Dataset rows on where objects appear
--- BEGIN ---

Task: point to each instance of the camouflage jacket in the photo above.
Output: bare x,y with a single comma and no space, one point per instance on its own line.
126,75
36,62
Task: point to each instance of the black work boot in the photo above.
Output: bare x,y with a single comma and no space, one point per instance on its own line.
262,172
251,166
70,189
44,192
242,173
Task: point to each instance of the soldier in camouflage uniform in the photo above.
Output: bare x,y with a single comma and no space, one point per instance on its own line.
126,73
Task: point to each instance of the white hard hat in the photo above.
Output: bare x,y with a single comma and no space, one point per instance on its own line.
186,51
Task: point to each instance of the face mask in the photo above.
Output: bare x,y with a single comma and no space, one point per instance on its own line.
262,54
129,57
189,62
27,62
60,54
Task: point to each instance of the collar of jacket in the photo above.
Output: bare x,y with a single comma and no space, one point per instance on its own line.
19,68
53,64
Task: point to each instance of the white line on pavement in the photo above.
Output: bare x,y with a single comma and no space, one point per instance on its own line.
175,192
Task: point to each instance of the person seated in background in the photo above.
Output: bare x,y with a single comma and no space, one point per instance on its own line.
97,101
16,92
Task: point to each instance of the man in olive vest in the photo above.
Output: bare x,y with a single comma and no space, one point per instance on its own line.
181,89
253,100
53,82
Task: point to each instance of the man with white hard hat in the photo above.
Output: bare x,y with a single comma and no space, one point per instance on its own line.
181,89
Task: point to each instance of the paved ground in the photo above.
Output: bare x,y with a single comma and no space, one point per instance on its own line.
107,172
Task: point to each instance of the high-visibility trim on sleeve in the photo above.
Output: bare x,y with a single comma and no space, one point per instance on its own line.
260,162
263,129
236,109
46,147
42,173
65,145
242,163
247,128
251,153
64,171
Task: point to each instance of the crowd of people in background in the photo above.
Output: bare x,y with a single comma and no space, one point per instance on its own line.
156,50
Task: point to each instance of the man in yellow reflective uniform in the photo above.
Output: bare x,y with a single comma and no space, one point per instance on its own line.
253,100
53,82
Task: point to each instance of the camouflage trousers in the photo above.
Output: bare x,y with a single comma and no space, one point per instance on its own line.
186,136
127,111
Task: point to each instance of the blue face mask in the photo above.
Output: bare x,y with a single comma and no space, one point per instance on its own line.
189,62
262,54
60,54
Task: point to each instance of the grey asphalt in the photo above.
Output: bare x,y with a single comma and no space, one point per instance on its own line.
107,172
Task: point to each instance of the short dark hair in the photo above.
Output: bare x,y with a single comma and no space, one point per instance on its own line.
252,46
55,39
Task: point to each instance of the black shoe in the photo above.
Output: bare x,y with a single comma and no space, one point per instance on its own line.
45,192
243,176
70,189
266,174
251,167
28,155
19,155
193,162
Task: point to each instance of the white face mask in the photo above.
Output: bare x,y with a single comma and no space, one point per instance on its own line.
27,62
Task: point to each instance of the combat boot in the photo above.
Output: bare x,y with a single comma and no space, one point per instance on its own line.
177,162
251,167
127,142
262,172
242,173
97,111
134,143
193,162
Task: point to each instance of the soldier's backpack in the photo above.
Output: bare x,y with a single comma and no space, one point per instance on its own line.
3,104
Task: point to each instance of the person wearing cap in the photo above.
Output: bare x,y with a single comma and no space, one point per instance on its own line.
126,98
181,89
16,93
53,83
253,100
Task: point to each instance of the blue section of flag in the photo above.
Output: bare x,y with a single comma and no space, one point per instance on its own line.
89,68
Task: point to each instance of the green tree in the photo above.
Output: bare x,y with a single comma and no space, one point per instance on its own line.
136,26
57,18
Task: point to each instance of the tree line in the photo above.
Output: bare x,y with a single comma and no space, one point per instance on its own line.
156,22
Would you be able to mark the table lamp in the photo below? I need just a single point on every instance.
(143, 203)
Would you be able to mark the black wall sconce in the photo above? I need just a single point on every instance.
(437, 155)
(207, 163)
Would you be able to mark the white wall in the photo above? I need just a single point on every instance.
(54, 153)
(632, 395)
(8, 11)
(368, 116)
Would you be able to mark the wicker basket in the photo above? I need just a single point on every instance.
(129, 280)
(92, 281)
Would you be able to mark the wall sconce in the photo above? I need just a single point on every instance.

--- END ---

Write every line of the material above again, exactly.

Task: point to each instance of the camouflage jacket in the photo above.
Output: bare x,y with a single comma and no space, one point per instance on its own line.
126,75
36,62
Task: point to each instance of the black work boot in the photo above.
Output: bare x,y with a single comma and no space, one point per instance on its own line.
262,172
251,166
70,189
44,192
242,173
Task: point to each instance of the soldier in camouflage uniform in the photo above.
Output: bare x,y with a single comma and no space, one point per instance on its own line.
126,73
Task: point to each instance of the white hard hat in the photo above.
Output: bare x,y with a single comma and no space, one point per instance on its own line.
186,51
Task: point to each instance of the face mask in the photo above.
Output: bare x,y with a single comma and no space, one point per instance on its own line.
262,54
129,57
189,62
27,62
60,54
Task: point to each instance of the collar of jacket in the photo above.
Output: bare x,y with a single comma and no space, one point per instance on its own line.
19,68
53,64
Task: point to each instance of the white line on pavement in the photo above.
Output: bare x,y with a single comma and no space, one point per instance on its own line.
175,192
Task: point to each instance of the person seated in background in the photo above.
Output: bare x,y with a single comma and no space, one point per instance on its own line.
97,101
16,92
Task: point to each instance of the man in olive vest in the photo above.
Output: bare x,y with a single comma and no space, one point per instance on its own line.
181,89
253,100
53,82
Task: point to each instance of the man with white hard hat in the photo above.
Output: bare x,y with a single comma and no space, one point per instance on its own line.
181,89
Task: point to each instance of the paved ground in the photo above.
Output: bare x,y with a single comma and no space, one point per instance on its own line.
107,172
Task: point to each instance of the high-visibility trim on sleeve in the photo above.
Output: bare x,y with a single comma and no space, one point per instance on its own line.
260,162
263,129
236,109
46,147
42,173
65,145
242,163
247,128
251,153
64,171
Task: point to each instance of the crowd of people in background in the photo above.
Output: bare x,y with a single comma and no space, one point per instance on its own line.
156,50
Task: point to each instance of the man in yellow reflective uniform in the photo above.
Output: bare x,y with a single comma and no space, one point per instance on its own line.
253,100
53,82
Task: point to each instance of the camouflage trousers in the photo above.
Output: bare x,y with a single comma and no space, one point per instance on its own line.
186,136
127,111
Task: point to each instance of the blue face mask in the photo above.
Output: bare x,y with a single comma and no space, one point per instance on its own line.
189,62
262,54
60,54
Task: point to each instance of the grey asphalt in the photo above.
Output: bare x,y with a single comma and no space, one point per instance on its own line.
107,172
Task: point to each instance of the short dark hair in the photo above.
Output: bare x,y with a single comma and no space, one point per instance on its own line.
252,46
55,39
Task: point to each instance of the black shoe in the photo above.
Output: bare x,y with a single comma and no space, one point per instance on its own line.
45,192
243,176
70,189
266,174
251,167
28,155
19,155
193,162
Task: point to each instance of the white face mask in the photo above.
Output: bare x,y with a single comma and no space, one point per instance on its own line.
27,62
Task: point to each instance of the combat boot in the photo above.
Output: bare x,y with a single comma and no space, one point per instance on its own line.
177,162
251,167
127,142
262,172
242,173
97,111
134,143
193,162
Task: point to each instance of the soldier's backpack in the photo above.
Output: bare x,y with a single comma and no space, one point per instance on its own line.
3,104
Task: point to each instance of the person wearing cap in the photo above.
Output: bare x,y with a single comma and no space, one point per instance on its own line.
126,98
181,89
16,93
53,83
253,100
Task: point to each instance of the blue section of flag in the photo above.
Output: bare x,y with a single comma and no space, one point per instance on its own line.
89,68
Task: point to each instance of the green tree in the photo above.
Output: bare x,y with a single comma and no space, one point per instance on its own line.
136,26
57,18
Task: point to each instance of the tree line in the photo above.
Output: bare x,y with a single comma and no space, one point per instance on its own line.
156,22
Would you be able to mark the table lamp in the photo below? I need just a single point on every instance.
(143, 203)
Would you be able to mark the black wall sconce in the photo above? I need just a single point on every instance.
(437, 155)
(207, 163)
Would you be able to mark the white wall in the photo above? I need just a single point on every instance.
(54, 153)
(632, 395)
(8, 11)
(368, 116)
Would you be able to mark the wicker basket in the photo above? I need just a single point on every instance.
(129, 280)
(92, 281)
Would you be able to mark the wall sconce in the photo above? I need just a single point on every instance.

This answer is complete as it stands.